*** Begin section ***

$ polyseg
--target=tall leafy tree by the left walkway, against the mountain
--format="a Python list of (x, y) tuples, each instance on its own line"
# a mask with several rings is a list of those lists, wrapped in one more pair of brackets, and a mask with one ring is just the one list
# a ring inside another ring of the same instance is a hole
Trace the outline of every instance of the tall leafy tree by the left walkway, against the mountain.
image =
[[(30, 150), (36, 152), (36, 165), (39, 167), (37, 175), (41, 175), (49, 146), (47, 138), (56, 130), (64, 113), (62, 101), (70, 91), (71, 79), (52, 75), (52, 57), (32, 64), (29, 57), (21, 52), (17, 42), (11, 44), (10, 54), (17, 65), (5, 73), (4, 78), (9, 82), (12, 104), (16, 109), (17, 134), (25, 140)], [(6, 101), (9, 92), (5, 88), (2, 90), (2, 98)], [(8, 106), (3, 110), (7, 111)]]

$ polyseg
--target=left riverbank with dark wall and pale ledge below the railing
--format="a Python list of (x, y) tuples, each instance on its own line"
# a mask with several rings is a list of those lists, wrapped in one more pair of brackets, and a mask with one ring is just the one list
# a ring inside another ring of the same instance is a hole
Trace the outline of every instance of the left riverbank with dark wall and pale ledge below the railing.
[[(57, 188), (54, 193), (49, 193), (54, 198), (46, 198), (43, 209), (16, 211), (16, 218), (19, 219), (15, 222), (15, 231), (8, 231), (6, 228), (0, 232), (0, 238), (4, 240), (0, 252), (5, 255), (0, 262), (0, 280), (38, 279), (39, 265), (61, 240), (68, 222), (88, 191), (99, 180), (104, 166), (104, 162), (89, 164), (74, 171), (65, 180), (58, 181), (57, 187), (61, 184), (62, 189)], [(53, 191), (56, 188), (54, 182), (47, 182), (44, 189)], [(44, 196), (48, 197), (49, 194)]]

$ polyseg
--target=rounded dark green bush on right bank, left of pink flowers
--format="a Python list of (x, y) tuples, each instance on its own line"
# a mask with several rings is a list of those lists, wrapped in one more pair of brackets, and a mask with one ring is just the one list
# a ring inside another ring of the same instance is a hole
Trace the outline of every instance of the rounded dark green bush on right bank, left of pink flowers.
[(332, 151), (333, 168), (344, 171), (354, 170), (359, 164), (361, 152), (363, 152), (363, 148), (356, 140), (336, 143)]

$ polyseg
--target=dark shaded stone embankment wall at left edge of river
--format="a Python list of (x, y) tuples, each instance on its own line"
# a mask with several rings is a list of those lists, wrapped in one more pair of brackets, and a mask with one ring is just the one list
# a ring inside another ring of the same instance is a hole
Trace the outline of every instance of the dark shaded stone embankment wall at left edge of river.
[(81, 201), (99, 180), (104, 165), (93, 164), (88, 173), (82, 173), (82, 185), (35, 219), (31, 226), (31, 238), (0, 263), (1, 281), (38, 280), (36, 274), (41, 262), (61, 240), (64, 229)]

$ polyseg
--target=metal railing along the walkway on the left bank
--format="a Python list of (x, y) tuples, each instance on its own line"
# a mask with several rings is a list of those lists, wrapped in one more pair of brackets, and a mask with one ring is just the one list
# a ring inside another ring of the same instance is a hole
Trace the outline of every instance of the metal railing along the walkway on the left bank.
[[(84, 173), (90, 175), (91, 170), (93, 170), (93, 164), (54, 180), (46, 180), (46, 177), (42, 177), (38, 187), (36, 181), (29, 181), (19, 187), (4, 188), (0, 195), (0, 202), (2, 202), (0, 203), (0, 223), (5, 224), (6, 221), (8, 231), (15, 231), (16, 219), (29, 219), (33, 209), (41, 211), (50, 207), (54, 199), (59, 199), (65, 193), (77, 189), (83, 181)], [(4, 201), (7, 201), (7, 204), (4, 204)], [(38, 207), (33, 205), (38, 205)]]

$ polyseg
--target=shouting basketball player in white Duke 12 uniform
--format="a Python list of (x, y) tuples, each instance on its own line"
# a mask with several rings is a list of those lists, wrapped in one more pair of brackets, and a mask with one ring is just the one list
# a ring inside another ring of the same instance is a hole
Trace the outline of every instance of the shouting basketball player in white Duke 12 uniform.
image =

*** End section ***

# Problem details:
All that is needed is the line containing "Trace the outline of every instance of the shouting" and each line after it to the end of the data above, set down exactly.

# Task response:
Trace the outline of every instance of the shouting basketball player in white Duke 12 uniform.
image =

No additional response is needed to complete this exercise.